*** Text shown
U.S. Customs and Border Protection reported a 1,066% increase in the amount of fentanyl seized in fiscal year 2021 in south Texas, the agency said this week in a press release.
Agents at eight ports from Brownsville to Del Rio seized 87,652 pounds of narcotics, including 588 pounds of fentanyl, a painkiller, CBP said in the release.
The street value of the drugs — which also included marijuana, cocaine, methamphetamine, and heroin — is believed to be $786 million, CBP said.
Fentanyl, the deadliest drug in the United States, is 50 times more powerful than heroin and is extremely cheap to produce, according to the Drug Enforcement Agency.
Frequently, people buy other drugs not knowing they are laced with fentanyl. Just a quarter of a milligram is enough to kill a person.
The U.S. government has seized enough fentanyl this year to give every American a lethal dose, DEA Administrator Anne Milgram said at a November White House press briefing. She called the overdose epidemic in the U.S. "a national crisis" that "knows no geographical boundaries, and it continues to get worse."
The CBP report covered drugs confiscated during the 2021 fiscal year from Oct. 1, 2020, to Sept. 30, 2021.
Pandemic might have made America's drug epidemic worse
The U.S. drug epidemic exploded while Americans were locked down during the coronavirus pandemic.
From May 2020 through April 2021, more than 100,000 people died from drug overdoses in the U.S., according to the U.S. Centers for Disease Control and Prevention. That's a new record — a near-30% rise from a year earlier and a near doubling over the past five years. Synthetic opioids like fentanyl — 50-100 times more potent than morphine — accounted for the bulk of those deaths, around 64,000.
The drug epidemic grew in tandem with the COVID-19 pandemic, which killed about 509,000 people in the same period.
"In a crisis of this magnitude, those already taking drugs may take higher amounts and those in recovery may relapse. It's a phenomenon we've seen and perhaps could have predicted," Dr. Nora Volkow, director of the National Institute on Drug Abuse, told CNN in an earlier report.
Increasing use of the synthetic drug caught the attention of experts before COVID-19 hit, but the pandemic may have exacerbated the problem, Volkow says.
With international travel limited, synthetics that are easier to manufacture and more concentrated were also more efficiently smuggled, she added.
Chemicals used to make the drug are often shipped from China to the U.S. or Mexico. Cartels in Mexico smuggle the drugs into the U.S. The drug can be mailed in shipments of less than a kilogram.
While a Chinese government crackdown on fentanyl has slowed this method, India is another source.
"Fentanyl is being mixed in with other illicit drugs to increase the potency of the drug, sold as powders and nasal sprays, and increasingly pressed into pills made to look like legitimate prescription opioids," the DEA's fentanyl report says.
"Because there is no official oversight or quality control, these counterfeit pills often contain lethal doses of fentanyl, with none of the promised drug," the report says.
The Biden administration put $4 billion from the COVID-19 relief package, known as the American Rescue Plan, toward combating overdose deaths, including expanding services for substance use disorder and mental health.
Biden told reporters in November his administration is also "working to make health coverage more accessible and affordable for all Americans, so that more people who need care can get it."
******
*** Listed records
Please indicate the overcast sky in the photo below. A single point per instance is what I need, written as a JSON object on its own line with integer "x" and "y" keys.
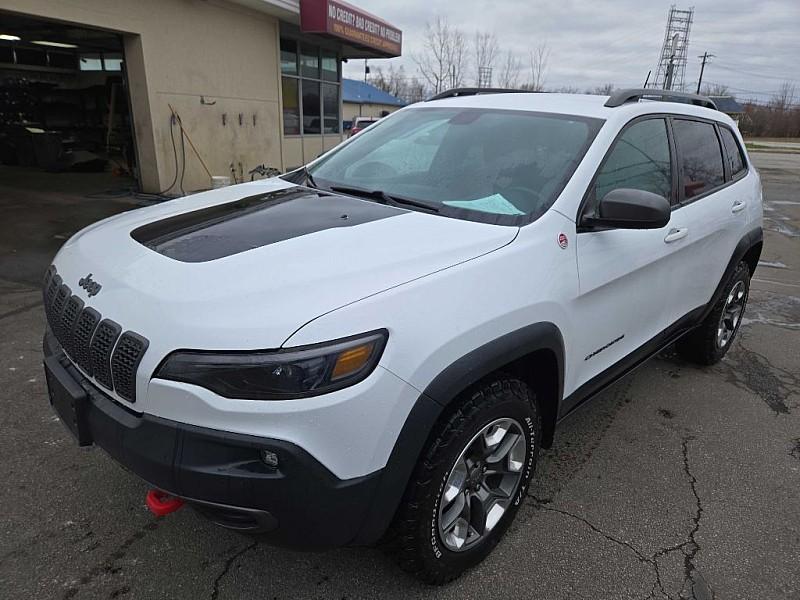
{"x": 593, "y": 42}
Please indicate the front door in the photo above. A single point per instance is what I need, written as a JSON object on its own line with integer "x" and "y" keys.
{"x": 626, "y": 277}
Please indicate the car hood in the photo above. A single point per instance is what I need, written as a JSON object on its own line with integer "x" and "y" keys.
{"x": 244, "y": 267}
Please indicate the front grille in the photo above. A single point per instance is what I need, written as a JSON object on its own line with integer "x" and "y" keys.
{"x": 98, "y": 346}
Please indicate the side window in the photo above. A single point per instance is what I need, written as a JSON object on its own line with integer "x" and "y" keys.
{"x": 733, "y": 152}
{"x": 701, "y": 157}
{"x": 640, "y": 160}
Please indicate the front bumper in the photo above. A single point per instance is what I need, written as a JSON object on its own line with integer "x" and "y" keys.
{"x": 299, "y": 504}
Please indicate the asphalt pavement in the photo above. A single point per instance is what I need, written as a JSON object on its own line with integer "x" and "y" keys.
{"x": 677, "y": 482}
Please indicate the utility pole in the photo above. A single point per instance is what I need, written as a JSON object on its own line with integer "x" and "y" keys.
{"x": 705, "y": 58}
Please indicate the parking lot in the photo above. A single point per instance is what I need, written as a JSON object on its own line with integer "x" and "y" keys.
{"x": 678, "y": 482}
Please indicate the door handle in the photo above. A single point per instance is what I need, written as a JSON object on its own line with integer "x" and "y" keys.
{"x": 676, "y": 234}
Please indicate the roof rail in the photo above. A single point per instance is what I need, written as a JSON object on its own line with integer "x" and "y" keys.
{"x": 456, "y": 92}
{"x": 620, "y": 97}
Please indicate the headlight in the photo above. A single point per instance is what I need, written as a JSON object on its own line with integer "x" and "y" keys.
{"x": 279, "y": 374}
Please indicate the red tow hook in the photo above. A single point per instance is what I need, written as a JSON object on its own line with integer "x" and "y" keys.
{"x": 161, "y": 503}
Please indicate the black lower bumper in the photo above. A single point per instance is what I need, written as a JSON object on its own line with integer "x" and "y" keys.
{"x": 299, "y": 504}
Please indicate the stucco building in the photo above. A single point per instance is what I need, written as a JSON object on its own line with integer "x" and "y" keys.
{"x": 207, "y": 86}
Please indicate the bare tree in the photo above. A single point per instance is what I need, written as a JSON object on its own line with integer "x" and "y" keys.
{"x": 784, "y": 97}
{"x": 509, "y": 71}
{"x": 715, "y": 89}
{"x": 443, "y": 61}
{"x": 485, "y": 54}
{"x": 391, "y": 80}
{"x": 538, "y": 58}
{"x": 398, "y": 83}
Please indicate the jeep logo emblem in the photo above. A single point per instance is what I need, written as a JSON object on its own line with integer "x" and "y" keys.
{"x": 91, "y": 287}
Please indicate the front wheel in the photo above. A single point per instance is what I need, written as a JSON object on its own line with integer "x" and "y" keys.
{"x": 710, "y": 341}
{"x": 470, "y": 481}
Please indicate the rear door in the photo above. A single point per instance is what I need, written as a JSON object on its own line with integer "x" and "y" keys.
{"x": 626, "y": 277}
{"x": 710, "y": 214}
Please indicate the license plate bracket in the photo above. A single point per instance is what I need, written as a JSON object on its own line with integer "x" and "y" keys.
{"x": 69, "y": 400}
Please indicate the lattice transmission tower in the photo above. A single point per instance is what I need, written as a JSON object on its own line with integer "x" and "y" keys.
{"x": 484, "y": 77}
{"x": 675, "y": 50}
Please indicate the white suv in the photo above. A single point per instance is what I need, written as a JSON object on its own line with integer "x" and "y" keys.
{"x": 376, "y": 346}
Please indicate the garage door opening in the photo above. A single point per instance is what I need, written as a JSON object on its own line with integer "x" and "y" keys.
{"x": 64, "y": 105}
{"x": 67, "y": 148}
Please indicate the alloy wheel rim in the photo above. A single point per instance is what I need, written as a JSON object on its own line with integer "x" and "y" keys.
{"x": 481, "y": 484}
{"x": 731, "y": 314}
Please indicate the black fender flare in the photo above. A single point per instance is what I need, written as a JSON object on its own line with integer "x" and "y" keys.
{"x": 751, "y": 242}
{"x": 441, "y": 391}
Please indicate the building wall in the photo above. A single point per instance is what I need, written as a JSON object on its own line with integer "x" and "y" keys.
{"x": 214, "y": 62}
{"x": 351, "y": 110}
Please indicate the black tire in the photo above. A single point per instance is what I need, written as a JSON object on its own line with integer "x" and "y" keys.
{"x": 705, "y": 345}
{"x": 416, "y": 536}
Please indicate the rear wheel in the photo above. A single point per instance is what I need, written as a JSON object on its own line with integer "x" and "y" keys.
{"x": 710, "y": 341}
{"x": 469, "y": 483}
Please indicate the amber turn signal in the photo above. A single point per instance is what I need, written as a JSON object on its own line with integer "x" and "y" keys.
{"x": 352, "y": 360}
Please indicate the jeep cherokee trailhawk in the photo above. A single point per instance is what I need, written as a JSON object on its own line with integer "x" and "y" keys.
{"x": 376, "y": 346}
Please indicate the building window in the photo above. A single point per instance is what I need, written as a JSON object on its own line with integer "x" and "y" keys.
{"x": 311, "y": 84}
{"x": 100, "y": 62}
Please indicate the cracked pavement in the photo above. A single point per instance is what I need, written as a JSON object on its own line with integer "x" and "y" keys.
{"x": 677, "y": 482}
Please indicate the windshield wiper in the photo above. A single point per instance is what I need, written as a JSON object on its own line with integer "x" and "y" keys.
{"x": 309, "y": 177}
{"x": 384, "y": 197}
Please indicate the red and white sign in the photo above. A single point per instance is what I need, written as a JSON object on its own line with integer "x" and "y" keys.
{"x": 349, "y": 23}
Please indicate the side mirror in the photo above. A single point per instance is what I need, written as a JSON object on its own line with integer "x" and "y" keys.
{"x": 625, "y": 208}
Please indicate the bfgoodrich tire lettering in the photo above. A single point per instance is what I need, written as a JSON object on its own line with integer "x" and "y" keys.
{"x": 416, "y": 534}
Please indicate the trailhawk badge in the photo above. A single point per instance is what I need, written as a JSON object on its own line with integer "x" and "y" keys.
{"x": 91, "y": 286}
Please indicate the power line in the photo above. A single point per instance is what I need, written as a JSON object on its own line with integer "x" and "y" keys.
{"x": 734, "y": 70}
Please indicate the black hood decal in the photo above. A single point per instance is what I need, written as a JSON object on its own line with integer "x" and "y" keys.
{"x": 255, "y": 221}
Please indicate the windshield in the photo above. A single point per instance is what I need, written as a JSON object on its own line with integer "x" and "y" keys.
{"x": 498, "y": 166}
******
### Apply what you read
(A) Repeat the part of the fentanyl article from "The drug epidemic" up to and including "problem, Volkow says.".
(B) According to the fentanyl article, how many pounds of fentanyl did agents at the eight south Texas ports seize?
(C) Summarize the fentanyl article in two sentences.
The lines have no connection to the article on fentanyl seizures.

### Answers given
(A)
The drug epidemic grew in tandem with the COVID-19 pandemic, which killed about 509,000 people in the same period.
"In a crisis of this magnitude, those already taking drugs may take higher amounts and those in recovery may relapse. It's a phenomenon we've seen and perhaps could have predicted," Dr. Nora Volkow, director of the National Institute on Drug Abuse, told CNN in an earlier report.
Increasing use of the synthetic drug caught the attention of experts before COVID-19 hit, but the pandemic may have exacerbated the problem, Volkow says.

(B) 588 pounds.

(C) U.S. Customs and Border Protection reported a 1,066% rise in fentanyl seized in south Texas in fiscal year 2021, part of 87,652 pounds of narcotics with an estimated street value of $786 million. The article says the U.S. drug epidemic worsened during the coronavirus pandemic, with more than 100,000 overdose deaths from May 2020 through April 2021, and the Biden administration put $4 billion from the American Rescue Plan toward combating overdose deaths.